Aim of the task: Write out the entries below word for word, leaving out the pictures.

(Image object location entries)
═══

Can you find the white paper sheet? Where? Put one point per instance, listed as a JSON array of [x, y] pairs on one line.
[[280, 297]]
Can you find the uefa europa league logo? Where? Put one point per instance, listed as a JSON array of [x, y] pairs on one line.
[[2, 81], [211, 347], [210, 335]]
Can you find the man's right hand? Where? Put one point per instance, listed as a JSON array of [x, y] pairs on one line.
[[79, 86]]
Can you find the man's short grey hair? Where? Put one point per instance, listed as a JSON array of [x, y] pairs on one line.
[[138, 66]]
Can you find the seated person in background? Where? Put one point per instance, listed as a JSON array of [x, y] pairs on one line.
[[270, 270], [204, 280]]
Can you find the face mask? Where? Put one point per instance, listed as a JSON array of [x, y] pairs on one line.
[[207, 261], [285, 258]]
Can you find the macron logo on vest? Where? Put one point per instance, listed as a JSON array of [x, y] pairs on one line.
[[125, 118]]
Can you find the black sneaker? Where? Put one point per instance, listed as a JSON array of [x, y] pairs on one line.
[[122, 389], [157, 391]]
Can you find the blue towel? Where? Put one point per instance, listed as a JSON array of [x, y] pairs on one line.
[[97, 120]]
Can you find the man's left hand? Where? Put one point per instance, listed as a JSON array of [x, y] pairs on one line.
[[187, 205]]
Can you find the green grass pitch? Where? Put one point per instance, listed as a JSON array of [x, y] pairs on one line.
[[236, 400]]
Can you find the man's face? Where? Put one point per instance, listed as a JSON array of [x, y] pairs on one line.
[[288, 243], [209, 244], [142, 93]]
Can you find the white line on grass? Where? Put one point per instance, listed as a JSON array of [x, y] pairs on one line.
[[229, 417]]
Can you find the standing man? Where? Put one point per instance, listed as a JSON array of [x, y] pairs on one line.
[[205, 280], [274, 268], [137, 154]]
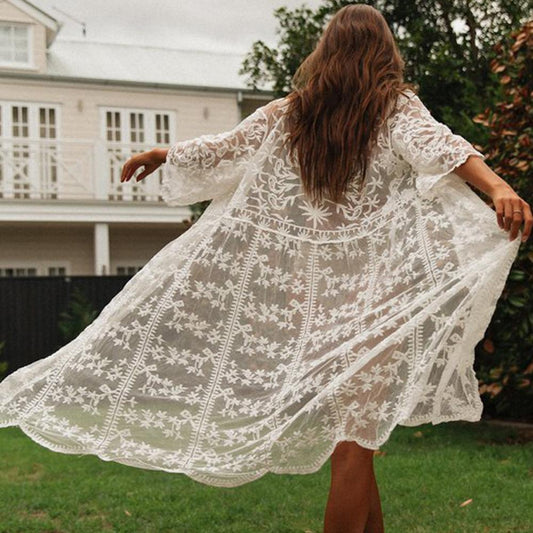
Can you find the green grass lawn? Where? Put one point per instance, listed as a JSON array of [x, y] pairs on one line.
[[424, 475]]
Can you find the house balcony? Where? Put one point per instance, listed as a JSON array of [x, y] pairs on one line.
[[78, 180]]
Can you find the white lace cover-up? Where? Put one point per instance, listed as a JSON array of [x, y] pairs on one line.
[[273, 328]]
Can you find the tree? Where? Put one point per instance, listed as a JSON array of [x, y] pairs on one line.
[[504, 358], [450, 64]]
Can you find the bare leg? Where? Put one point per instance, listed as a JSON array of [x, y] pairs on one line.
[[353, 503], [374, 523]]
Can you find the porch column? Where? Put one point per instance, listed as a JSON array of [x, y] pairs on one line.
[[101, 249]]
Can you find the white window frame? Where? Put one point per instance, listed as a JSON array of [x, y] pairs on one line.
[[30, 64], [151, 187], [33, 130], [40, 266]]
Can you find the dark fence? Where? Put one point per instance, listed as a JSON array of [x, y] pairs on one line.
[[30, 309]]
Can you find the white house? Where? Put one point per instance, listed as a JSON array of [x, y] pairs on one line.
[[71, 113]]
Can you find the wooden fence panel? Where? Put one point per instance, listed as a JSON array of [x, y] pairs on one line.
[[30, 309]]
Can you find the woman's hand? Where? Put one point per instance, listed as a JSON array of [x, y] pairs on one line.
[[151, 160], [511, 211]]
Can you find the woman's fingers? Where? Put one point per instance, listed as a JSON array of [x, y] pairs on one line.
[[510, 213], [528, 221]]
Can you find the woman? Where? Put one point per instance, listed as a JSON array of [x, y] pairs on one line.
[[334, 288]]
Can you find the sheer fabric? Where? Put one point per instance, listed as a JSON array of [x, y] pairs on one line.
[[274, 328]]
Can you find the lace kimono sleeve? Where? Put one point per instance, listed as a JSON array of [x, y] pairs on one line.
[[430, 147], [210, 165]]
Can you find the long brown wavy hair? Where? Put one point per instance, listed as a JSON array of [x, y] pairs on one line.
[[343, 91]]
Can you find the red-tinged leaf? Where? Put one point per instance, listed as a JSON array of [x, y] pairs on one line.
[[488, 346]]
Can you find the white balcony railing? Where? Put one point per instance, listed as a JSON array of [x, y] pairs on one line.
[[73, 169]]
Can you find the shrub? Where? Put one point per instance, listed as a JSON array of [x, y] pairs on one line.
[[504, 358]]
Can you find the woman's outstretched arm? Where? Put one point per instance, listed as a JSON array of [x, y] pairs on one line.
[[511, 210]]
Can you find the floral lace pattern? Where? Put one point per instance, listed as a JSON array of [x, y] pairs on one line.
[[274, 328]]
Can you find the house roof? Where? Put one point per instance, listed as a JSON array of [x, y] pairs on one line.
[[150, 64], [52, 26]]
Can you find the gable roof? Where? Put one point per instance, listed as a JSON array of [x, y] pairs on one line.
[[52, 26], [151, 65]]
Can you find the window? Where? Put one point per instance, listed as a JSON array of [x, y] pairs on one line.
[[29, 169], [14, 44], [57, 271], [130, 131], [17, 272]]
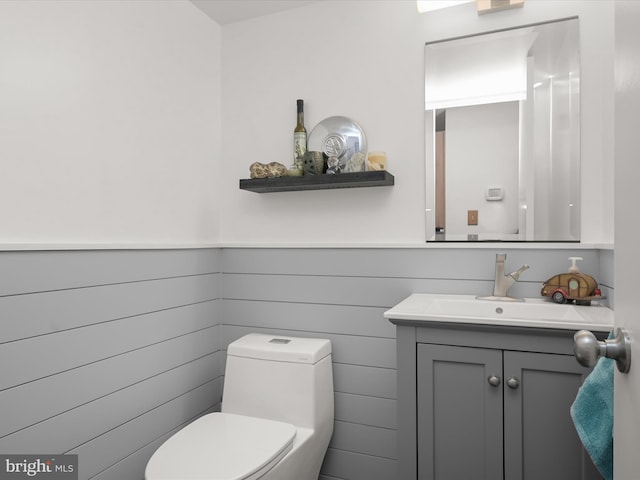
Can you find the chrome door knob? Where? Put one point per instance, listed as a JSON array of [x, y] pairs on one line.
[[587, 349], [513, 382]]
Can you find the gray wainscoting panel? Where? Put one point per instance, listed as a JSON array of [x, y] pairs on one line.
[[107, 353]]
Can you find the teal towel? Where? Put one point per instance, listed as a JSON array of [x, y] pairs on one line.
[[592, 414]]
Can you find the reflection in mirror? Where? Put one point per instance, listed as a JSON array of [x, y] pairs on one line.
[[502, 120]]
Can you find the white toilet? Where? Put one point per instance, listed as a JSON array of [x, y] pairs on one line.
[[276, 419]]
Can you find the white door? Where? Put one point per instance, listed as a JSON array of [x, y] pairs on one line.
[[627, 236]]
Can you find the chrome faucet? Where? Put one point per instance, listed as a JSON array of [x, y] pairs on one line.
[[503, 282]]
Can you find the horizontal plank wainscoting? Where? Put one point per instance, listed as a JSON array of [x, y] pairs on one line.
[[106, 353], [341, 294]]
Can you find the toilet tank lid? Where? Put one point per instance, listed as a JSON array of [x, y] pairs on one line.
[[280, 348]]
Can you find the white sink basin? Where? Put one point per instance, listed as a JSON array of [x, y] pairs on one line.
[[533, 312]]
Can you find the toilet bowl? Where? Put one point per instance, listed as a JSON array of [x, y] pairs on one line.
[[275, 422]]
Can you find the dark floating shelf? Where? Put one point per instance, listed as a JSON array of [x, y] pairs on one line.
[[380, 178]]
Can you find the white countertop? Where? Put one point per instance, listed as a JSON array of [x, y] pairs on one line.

═══

Task answer:
Can you find the white paper sheet? Where? Put one point per instance, listed as a JSON array of [x, y] pairs on one line.
[[280, 297]]
Can you find the uefa europa league logo? Where? Put one point per instance, listed as a JSON array of [x, y] pairs on one line.
[[2, 81], [211, 347], [210, 335]]
Can you find the man's right hand? Where? Put one point per instance, listed as a JSON array of [x, y] pairs on one line.
[[79, 86]]
Can you find the man's short grey hair? Where? Put one point per instance, listed as a JSON array of [x, y] pairs on one line.
[[138, 66]]
Can you find the seated person in background? Where? Put one point per instance, listed as a JSON array of [x, y] pairs on one line.
[[270, 270], [204, 280]]
Can you find the face mask? Where? Put one point per instance, listed as a JSON array of [x, y] pairs on one line.
[[207, 261], [285, 258]]
Can you find the macron logo on vest? Where? Put one point per instance, listed as a JSON array of [x, y] pairs on one line.
[[125, 118]]
Can you find the black sneaker? Where? Put one point per instance, listed as a JSON array of [x, y] pairs on one line.
[[122, 389], [157, 391]]
Can you find the blue towel? Where? Put one point per instance, listed as a JSON array of [x, y] pairs on one line.
[[97, 120]]
Can you find the man's left hand? Where? Put one point per instance, listed as a JSON array of [x, y] pairs on one line.
[[187, 205]]
Can you find the green grass pitch? Where? Put one point per instance, listed as a JSON array of [x, y] pairs on one line.
[[236, 400]]
Can you find the man's face? Where? Put one point per instance, listed as a JSON array of [x, y] pairs on one line.
[[288, 243], [209, 244], [142, 93]]
Can you find the white line on grass? Where? Put one point per instance, listed as a JSON array of [x, y] pairs on one line.
[[229, 417]]
Can you find the standing man? Where? Put one point per instance, listed as a JSON array of [x, y] pairs on one line.
[[205, 280], [274, 268], [137, 154]]
Can you find the green grass lawn? Where? Put one point per instance, listed as a JSON array of [x, y] pairs on one line.
[[424, 475]]
Can you find the house balcony? Where? Put one point per instance, listed as a JSON array of [x, y] pairs on one line.
[[78, 180]]
Can you find the white lace cover-up? Where? Put one point per instance, listed as a JSON array of [x, y] pairs on one line.
[[273, 328]]
Can you find the tree? Where? Put one point per instance, listed as a JSON array of [x, y] pairs on one line.
[[504, 358], [450, 64]]
Can you find the bare leg? Where? Put one point per instance, listed as a JSON array of [x, y] pairs on one line.
[[353, 503], [374, 523]]
Can you find the porch column? Where? Put one point per instance, listed as a JSON array of [x, y] pairs on one line.
[[101, 249]]
Can you find the white window frame? Where? Put one point per instance, listed as a JSON array of [x, y] pairs on one line.
[[30, 64], [151, 187], [33, 130], [40, 266]]
Can you find the dark fence? Where? Put one point per instance, listed as a JSON array of [x, y] pairs on one line.
[[30, 309]]
Can you find the white house? Where? Put one point per instance, listed as a JSON array of [x, y] pairs on one line.
[[71, 113]]
Can you find the wooden fence panel? Where? Put one point per instance, listed as a JSON array of [x, y] pairs on one line.
[[30, 309]]
Can you find the woman's hand? Where? Put one point per instance, listed as a JSON array of [x, y] pairs on one line.
[[151, 160], [511, 211]]
Can you find the woman's fingers? Where? Put one point per instance, listed as a JSON array of [x, y] pairs on one line.
[[510, 213], [528, 221]]
Can you find the woman? Where? Put one point per instance, listed as a JSON array of [x, y] pairs on one line.
[[334, 288]]
Can you find the sheer fabric? Where? Put one point per instance, listed as a JSON array of [x, y] pairs on one line.
[[274, 328]]
Can you find the lace kimono sleeve? Where? Put one point per instance, listed as a JSON array of [x, y] pairs on one line.
[[430, 147], [210, 165]]
Can you find the long brown wavy hair? Where? Put one point per instance, listed as a JSON array of [x, y] pairs on one line.
[[343, 91]]
Can you find the red-tinged leaf? Where? Put one point per instance, listed as a JSON array of [x, y] pairs on one line.
[[488, 346]]
Can you find the white balcony railing? Where? Put one point per instance, listed as a JSON array of [x, y] pairs on one line.
[[73, 169]]
Can you find the shrub? Where? Put one point per instance, listed as a JSON array of [x, y] pairs on one line.
[[504, 358]]
Can you find the woman's outstretched arm? Where? Put one point per instance, listed as a JSON array of [x, y] pairs on one line.
[[511, 210]]
Can you find the floral lace pattern? Where? Put one point per instance, listed as a JSON array of [x, y] pairs on one line.
[[274, 328]]
Can you find the house roof? Where? Put one point per instance, listed as a JSON array of [x, y] pairs on one line.
[[150, 64], [52, 26]]
Can you find the gable roof? Where? Put one point per instance, listed as a JSON array of [x, y] pairs on one line.
[[52, 26], [151, 65]]
Can you find the window? Where? Put one point per instance, listed as a JSON array of [x, y] pairs on one line.
[[29, 169], [14, 44], [57, 271], [130, 131], [17, 272]]
Can you find the chrome door knob? Where? Put one point per instance, listed as a JSON array of [x, y] pairs on one line.
[[587, 349], [513, 382]]
Can you find the gray wainscoting panel? Where? Put one point per instance, listed as a JSON array of [x, y] pairs on one line.
[[107, 353]]
Can you find the teal towel? Where? Put one point per instance, listed as a JSON array of [x, y] pairs on one line.
[[592, 414]]
Can you find the reflection in mirror? Where? Put one point per instance, listed as a JSON array of [x, y] pairs on one line.
[[502, 120]]
Can you find the white toilet? Where? Put one point per instance, listed as a JSON array of [x, y] pairs on one line.
[[276, 419]]
Can you find the white door? Where? Put one point per instance, listed as a JSON array of [x, y] pairs on one line.
[[627, 236]]
Can you find the chrome faucet? Where? Put one point per instance, listed as a JSON array of [x, y] pairs on one line.
[[503, 282]]
Can you find the horizontal plank wainscoting? Where? Put one point per instance, listed as a JSON array of [x, y] pairs on one line.
[[106, 353], [341, 294]]
Can you find the toilet tank lid? Where? Put one point per instance, listed as a JSON array of [x, y] pairs on one line.
[[280, 348]]
Can you find the white sink basin? Where? Put one point per instance, listed as a JSON array of [x, y] pairs on one line.
[[533, 312]]
Can you find the toilet bowl? Where? Put one point per instance, listed as a JSON array of [x, y] pairs on one line.
[[275, 422]]
Can you find the dark floating shelf? Where? Put one point per instance, listed as a JSON array of [x, y] pairs on one line.
[[380, 178]]
Can you find the white countertop? Where? Put one point per instance, listed as a JSON array of [x, y] pairs on one line.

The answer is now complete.